**DOCUMENT TEXT:**
By Next Monday: Read "Machine Learning Using Python" chapter 10, "Linear Regression" (https://faculty.washington.edu/otoomet/machinelearning-py/linear-regression.html)

Week 3: Core Concepts
(Monday, February 03, 2025 - Wednesday, February 05, 2025)

Learning Outcomes: Establish a working toolkit for advanced data analytics in Python

By Wednesday: Coding Homework 1

By Next Monday: Read excerpt from Boettcher, Emma."Predicting the Difficulty of Trivia Questions Using Text Features." 2016. (Canvas)

Week 4: Natural Language Processing Fundamentals
(Monday, February 10, 2025 - Wednesday, February 12, 2025)

Learning Outcomes: Understand NLP fundamentals, and how NLP fits into data analytics

By Wednesday: Coding Homework 2

By Next Monday: Read "Introduction to OpenCV," "Core Operations," "Image Processing in OpenCV" (https://docs.opencv.org/4.x/d6/d00/tutorial_py_root.html)

Week 5: Computer Vision Fundamentals
(Monday, February 17, 2025 - Wednesday, February 19, 2025)

Learning Outcomes: Understand major feature extraction approaches and their differences

On Wednesday: Test 1

By Next Monday: Read Ollie Lueck, "Ready, Set, Data! Preparing Denison’s Data Analytics Graduates for Employment" (Canvas)

Week 6: Classification (NLP)
(Monday, February 24, 2025 - Wednesday, February 26, 2025)

Learning Outcomes: Implement text classification in Python; use cross-validation; understand KNN vs. logistic regression

On Monday: Introduce Project 1; form teams; schedule 1-2 outside-of-class meetings with teammates

By Wednesday: Coding Homework 3

By Next Monday: Read "Face Recognition with OpenCV," https://docs.opencv.org/4.x/da/d60/tutorial_face_main.html

Week 7: Classification (CV)
(Monday, March 03, 2025 - Wednesday, March 05, 2025)

Learning Outcomes: Implement image classification in Python

By Wednesday: Coding Homework 4

Week 8: PCA
(Monday, March 10, 2025 - Wednesday, March 12, 2025)

Learning Outcomes: Use PCA for descriptive data analysis, visualization, and dimension reduction

By Wednesday: Complete project 1

By Monday after Break: Read Kenneth Ward Church & Patrick Hanks, "Word Association Norms, Mutual Information, and Lexicography" (https://aclanthology.org/J90-1003/)

Spring Break
(Monday, March 17, 2025 - Wednesday, March 19, 2025)

Reminder: No class

Week 9: Word Co-Occurrence
(Monday, March 24, 2025 - Wednesday, March 26, 2025)

Learning Outcomes: Understand Bag-of-Words vs. N-Gram features; use mutual information to identify entities and phrases

By Wednesday: Coding Homework 5

By Next Monday: Read Goran Glavaš et al., "A resource-light method for cross-lingual semantic textual similarity, Knowledge-Based Systems" (2018), https://doi.org/10.1016/j.knosys.2017.11.041.

**REQUIRED ACTION A:** From the course schedule, set down the passage starting at "Learning Outcomes: Use" and ending at "March 26, 2025)".
**REQUIRED ACTION B:**
Answer these questions from the course schedule:
(i) What happens on Wednesday of Week 5?
(ii) What dates does Spring Break cover?
(iii) What is the topic of Week 8?
**REQUIRED ACTION C:** Write what comes next in the course schedule, picking up after its final reading assignment.

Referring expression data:

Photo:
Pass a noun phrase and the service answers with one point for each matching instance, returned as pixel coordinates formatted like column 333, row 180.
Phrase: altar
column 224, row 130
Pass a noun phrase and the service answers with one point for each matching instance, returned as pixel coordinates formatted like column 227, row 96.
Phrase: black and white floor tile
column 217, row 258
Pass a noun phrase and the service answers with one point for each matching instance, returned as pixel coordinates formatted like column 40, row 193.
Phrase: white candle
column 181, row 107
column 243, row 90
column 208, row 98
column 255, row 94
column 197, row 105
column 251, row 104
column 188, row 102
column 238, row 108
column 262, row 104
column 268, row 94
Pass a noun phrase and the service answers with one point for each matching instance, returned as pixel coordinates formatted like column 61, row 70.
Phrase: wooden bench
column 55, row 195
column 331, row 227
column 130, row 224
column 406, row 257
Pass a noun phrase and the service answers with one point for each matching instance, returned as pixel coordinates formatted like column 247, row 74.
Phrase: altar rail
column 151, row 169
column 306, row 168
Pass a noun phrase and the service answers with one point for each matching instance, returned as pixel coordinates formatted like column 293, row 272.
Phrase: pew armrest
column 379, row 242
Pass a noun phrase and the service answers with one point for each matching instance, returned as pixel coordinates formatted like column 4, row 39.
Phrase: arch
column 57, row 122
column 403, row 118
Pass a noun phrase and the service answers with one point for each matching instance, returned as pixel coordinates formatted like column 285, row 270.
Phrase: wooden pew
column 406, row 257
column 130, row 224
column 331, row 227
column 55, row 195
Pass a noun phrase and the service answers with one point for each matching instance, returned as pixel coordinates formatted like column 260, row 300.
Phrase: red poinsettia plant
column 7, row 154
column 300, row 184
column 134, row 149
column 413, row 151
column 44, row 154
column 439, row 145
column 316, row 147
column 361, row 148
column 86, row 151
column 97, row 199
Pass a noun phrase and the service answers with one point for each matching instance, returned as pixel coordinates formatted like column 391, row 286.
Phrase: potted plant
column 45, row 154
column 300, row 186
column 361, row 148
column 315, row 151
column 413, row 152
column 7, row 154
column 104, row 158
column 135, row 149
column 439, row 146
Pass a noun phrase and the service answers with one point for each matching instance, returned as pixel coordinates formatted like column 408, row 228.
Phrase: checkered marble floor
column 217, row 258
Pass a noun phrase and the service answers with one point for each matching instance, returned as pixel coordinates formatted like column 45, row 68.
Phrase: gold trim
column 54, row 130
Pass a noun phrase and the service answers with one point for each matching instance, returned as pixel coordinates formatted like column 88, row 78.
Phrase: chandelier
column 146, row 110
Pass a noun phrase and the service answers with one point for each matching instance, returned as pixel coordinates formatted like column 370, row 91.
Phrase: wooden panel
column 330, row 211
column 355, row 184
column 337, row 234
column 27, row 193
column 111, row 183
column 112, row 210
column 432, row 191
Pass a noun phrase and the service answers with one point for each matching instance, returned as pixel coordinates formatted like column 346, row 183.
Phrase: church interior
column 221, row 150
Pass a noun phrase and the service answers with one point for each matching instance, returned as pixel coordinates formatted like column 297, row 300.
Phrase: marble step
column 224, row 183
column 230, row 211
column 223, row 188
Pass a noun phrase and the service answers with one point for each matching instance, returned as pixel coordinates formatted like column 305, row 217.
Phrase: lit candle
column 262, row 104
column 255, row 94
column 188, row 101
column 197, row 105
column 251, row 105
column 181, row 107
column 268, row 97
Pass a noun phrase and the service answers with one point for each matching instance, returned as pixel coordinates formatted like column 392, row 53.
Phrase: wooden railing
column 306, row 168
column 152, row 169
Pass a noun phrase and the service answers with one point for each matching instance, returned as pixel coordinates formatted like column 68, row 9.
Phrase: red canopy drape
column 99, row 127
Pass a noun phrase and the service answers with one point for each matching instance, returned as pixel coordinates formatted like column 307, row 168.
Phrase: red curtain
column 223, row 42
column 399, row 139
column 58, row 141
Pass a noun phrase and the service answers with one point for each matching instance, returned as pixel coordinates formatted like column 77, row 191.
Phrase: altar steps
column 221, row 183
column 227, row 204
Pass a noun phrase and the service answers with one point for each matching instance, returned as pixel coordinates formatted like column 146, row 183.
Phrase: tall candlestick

...

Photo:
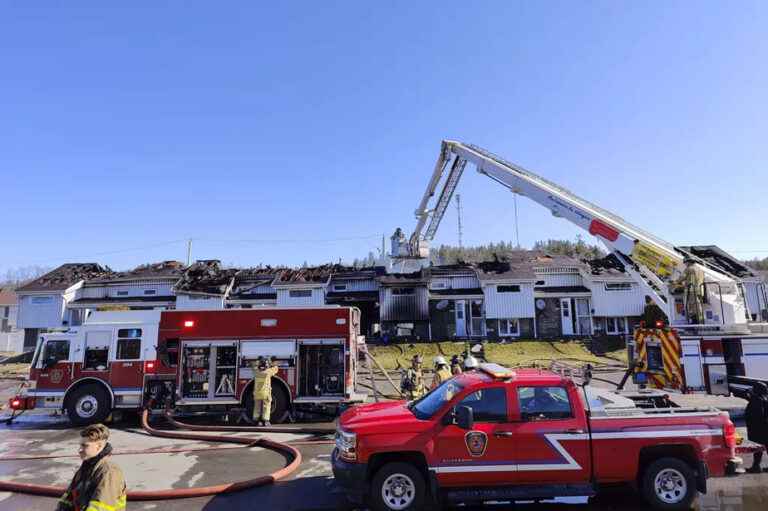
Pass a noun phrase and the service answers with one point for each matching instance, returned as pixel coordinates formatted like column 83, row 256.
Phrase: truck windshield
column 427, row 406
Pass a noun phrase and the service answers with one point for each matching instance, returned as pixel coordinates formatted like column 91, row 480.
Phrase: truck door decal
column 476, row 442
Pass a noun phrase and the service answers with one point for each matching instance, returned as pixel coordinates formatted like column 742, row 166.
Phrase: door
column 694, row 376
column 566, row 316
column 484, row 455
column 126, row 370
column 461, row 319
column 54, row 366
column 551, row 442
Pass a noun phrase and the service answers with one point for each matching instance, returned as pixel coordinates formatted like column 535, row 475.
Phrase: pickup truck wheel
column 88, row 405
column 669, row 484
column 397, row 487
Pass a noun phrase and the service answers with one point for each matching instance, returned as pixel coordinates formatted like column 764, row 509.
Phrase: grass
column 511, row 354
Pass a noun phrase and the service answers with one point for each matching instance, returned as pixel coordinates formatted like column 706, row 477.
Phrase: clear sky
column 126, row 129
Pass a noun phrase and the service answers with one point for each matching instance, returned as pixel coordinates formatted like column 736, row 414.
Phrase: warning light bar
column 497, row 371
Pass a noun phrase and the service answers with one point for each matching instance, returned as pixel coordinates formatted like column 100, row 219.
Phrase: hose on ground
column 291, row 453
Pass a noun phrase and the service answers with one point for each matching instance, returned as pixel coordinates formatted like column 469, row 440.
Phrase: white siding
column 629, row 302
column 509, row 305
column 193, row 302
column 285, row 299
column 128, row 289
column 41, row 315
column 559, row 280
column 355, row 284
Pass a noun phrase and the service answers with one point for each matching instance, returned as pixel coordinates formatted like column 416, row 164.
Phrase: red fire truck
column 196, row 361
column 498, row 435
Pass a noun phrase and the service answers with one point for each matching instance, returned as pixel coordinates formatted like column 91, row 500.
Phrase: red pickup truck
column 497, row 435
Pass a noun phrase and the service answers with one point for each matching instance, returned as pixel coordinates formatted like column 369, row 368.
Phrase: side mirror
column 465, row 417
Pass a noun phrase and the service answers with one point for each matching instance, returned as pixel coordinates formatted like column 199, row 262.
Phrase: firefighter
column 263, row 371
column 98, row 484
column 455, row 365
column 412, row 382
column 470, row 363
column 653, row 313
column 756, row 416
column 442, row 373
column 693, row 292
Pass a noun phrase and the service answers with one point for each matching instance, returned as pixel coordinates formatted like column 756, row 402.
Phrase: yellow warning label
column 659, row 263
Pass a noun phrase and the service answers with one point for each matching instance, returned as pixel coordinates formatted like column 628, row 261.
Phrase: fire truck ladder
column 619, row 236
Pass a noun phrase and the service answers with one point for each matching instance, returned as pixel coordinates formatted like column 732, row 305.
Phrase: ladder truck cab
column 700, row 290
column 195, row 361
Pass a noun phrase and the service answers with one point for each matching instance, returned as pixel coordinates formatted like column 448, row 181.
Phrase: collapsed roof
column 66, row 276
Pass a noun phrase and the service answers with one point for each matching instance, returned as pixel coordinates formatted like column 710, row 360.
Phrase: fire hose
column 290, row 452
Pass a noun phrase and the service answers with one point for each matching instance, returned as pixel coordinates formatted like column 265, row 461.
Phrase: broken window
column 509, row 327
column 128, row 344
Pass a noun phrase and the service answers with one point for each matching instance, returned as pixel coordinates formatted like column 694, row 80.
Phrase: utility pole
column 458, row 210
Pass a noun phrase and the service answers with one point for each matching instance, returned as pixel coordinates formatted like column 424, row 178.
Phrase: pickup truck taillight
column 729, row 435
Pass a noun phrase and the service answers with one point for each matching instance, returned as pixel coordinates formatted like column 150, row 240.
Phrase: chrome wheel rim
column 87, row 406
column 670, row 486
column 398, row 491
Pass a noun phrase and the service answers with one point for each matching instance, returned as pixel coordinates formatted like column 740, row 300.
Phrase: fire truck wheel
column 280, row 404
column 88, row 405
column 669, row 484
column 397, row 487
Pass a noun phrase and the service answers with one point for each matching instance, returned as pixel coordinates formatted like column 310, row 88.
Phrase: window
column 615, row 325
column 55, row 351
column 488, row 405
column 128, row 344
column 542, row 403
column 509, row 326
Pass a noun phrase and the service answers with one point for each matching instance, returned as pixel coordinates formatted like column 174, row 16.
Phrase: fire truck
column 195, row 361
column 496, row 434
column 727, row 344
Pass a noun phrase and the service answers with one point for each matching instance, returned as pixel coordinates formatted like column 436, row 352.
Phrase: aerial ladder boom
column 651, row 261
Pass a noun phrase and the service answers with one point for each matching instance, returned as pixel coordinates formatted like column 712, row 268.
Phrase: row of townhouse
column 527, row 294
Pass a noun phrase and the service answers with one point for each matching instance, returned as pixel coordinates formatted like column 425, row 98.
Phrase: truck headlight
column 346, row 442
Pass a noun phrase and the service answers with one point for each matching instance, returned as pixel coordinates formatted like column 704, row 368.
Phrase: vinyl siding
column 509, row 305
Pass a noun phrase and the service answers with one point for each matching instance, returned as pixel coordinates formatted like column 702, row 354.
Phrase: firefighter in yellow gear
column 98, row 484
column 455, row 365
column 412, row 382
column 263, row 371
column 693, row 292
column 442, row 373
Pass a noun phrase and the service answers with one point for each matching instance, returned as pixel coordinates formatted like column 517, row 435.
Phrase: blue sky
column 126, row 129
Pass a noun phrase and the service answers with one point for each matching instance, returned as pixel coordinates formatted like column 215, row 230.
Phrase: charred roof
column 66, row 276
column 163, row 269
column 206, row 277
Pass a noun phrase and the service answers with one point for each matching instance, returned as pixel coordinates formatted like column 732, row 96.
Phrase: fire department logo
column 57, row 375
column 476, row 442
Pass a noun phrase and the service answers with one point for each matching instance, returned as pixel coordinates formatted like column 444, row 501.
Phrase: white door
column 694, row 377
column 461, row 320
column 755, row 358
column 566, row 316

==

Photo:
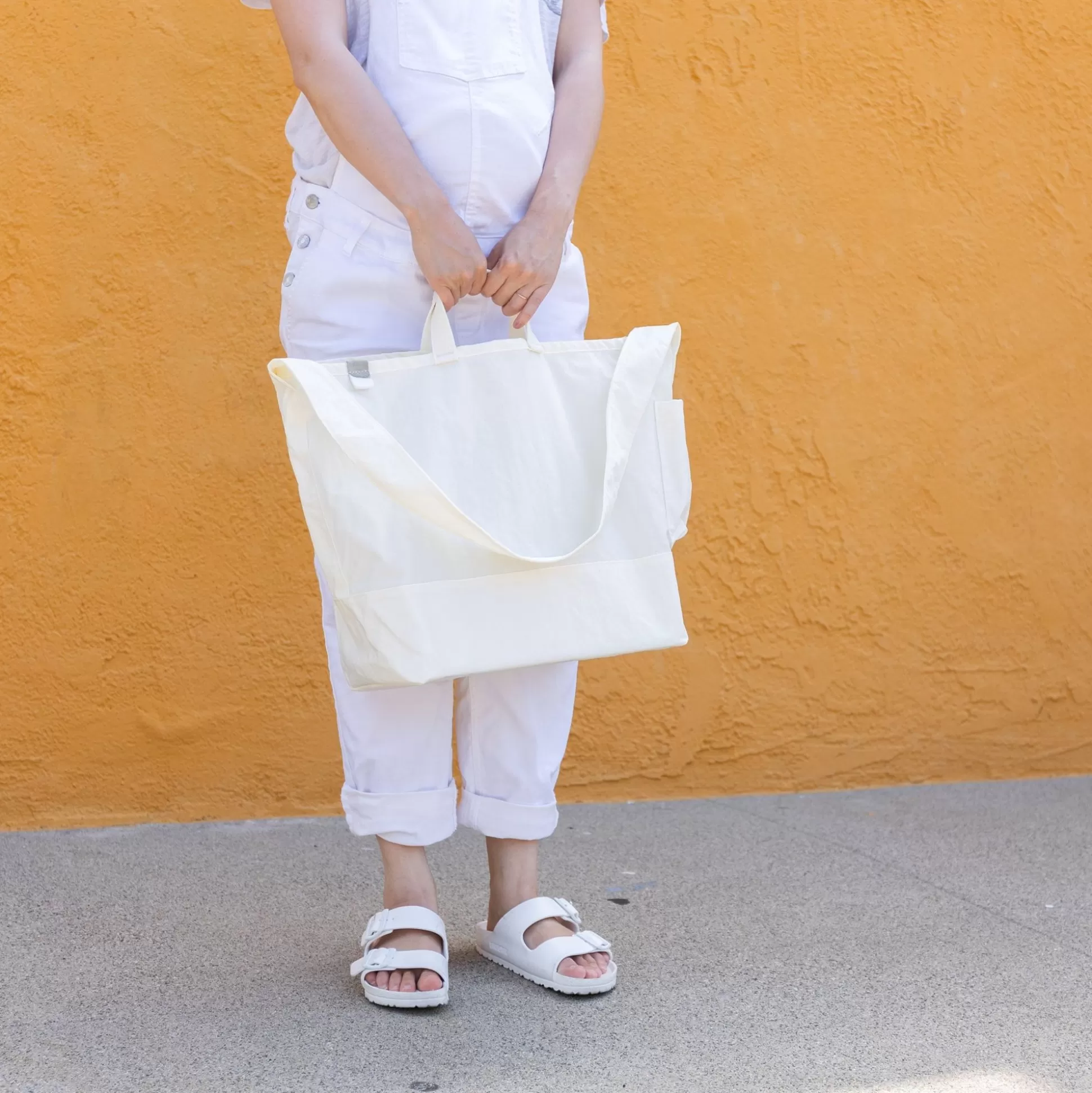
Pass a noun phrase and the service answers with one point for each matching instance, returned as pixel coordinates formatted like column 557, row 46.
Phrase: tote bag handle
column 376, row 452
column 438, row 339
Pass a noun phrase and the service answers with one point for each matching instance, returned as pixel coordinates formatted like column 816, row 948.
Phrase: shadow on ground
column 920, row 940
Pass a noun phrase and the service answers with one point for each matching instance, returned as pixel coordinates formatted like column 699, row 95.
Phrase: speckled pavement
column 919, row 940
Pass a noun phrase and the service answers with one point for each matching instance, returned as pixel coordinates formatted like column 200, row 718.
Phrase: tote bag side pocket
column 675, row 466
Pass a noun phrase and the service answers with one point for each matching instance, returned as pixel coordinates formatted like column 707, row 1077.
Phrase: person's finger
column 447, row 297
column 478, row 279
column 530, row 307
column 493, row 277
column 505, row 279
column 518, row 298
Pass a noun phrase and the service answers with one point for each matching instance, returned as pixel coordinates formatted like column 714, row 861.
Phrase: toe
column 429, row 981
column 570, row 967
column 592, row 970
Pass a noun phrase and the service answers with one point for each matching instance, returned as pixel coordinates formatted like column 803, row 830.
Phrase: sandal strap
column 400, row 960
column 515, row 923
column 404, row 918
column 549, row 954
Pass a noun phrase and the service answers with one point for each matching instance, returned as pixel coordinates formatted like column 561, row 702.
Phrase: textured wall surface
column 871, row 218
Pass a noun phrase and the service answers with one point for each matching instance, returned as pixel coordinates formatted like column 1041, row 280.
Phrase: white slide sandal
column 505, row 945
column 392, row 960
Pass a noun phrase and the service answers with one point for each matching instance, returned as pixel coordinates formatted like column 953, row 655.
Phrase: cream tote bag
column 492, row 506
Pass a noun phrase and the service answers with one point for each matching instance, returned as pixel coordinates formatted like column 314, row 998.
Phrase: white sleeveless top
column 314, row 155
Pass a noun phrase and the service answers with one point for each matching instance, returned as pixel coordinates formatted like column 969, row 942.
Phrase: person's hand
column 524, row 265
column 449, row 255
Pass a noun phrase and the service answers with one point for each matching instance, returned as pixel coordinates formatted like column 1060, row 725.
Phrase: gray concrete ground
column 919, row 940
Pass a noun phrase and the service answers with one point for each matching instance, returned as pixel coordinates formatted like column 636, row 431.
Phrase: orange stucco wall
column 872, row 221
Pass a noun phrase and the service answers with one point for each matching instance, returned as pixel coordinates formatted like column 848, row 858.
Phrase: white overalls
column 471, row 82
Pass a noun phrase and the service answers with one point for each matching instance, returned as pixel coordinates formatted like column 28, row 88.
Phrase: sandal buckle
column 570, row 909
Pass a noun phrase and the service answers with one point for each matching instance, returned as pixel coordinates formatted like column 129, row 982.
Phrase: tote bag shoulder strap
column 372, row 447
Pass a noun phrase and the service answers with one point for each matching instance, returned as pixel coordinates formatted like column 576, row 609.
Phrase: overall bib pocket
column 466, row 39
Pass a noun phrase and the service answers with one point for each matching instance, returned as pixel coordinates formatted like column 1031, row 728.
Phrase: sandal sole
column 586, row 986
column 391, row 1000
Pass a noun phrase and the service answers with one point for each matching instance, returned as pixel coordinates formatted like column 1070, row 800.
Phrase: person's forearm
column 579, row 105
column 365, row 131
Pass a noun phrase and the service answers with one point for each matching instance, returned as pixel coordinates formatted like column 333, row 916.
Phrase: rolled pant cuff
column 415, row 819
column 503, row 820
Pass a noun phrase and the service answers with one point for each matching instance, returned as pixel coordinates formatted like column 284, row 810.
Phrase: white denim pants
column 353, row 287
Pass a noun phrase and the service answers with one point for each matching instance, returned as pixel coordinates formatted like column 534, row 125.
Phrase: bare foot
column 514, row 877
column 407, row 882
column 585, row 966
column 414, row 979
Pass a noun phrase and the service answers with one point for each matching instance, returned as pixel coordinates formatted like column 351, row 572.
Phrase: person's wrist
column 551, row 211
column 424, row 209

**EXERCISE RESULT A:**
Learning Outcomes: Use PCA for descriptive data analysis, visualization, and dimension reduction

By Wednesday: Complete project 1

By Monday after Break: Read Kenneth Ward Church & Patrick Hanks, "Word Association Norms, Mutual Information, and Lexicography" (https://aclanthology.org/J90-1003/)

Spring Break
(Monday, March 17, 2025 - Wednesday, March 19, 2025)

Reminder: No class

Week 9: Word Co-Occurrence
(Monday, March 24, 2025 - Wednesday, March 26, 2025)

**EXERCISE RESULT B:**
(i) Test 1
(ii) Monday, March 17, 2025 to Wednesday, March 19, 2025
(iii) PCA

**EXERCISE RESULT C:**
Week 10: Word Embeddings
(Monday, March 31, 2025 - Wednesday, April 02, 2025)

Learning Outcomes: Manipulate word embeddings; use embeddings as features

On Monday: Introduce Project 2

By Wednesday: Coding Homework 6

By Next Monday: Read Clark et al. (2019), "Sentence Mover’s Similarity: Automatic Evaluation for Multi-Sentence Texts," https://aclanthology.org/P19-1264/

Week 11: Transformers and LLMs
(Monday, April 07, 2025 - Wednesday, April 09, 2025)

Learning Outcomes: Apply understanding of word embeddings to LLMs; use LLMs critically

On Wednesday: Test 2

By Next Monday: Gerster et al. (2020) "Computer vision supported pedestrian tracking: A demonstration on trail bridges in rural Rwanda," https://doi.org/10.1371/journal.pone.0241379

Week 12: CNNs
(Monday, April 14, 2025 - Wednesday, April 16, 2025)

Learning Outcomes: Understand theory of CNNs; learn to implement in Python

By Next Monday: Read Monarch, Human-in-the-Loop Machine Learning, 1-48 (on Canvas)

Week 13: Synthesis
(Monday, April 21, 2025 - Wednesday, April 23, 2025)

Learning Outcomes: Understand big ideas for performing DA at scale; employ HITL strategies to improve model performance

By Wednesday: Coding Homework 8

By Sunday at midnight: Complete Project 2

Week 14: Wrapping Up
(Monday, April 28, 2025 - Wednesday, April 30, 2025)

Learning Outcomes: Revisit learning goals, share results

In Class Monday and Wednesday: Project Presentations

Week 15: Exam Week
(Monday, May 05, 2025 - Wednesday, May 07, 2025)

Reminder: Last day of classes is Monday, May 5

Reminder: Final exam, in person, Wednesday, May 7, 9:00-11:00 a.m.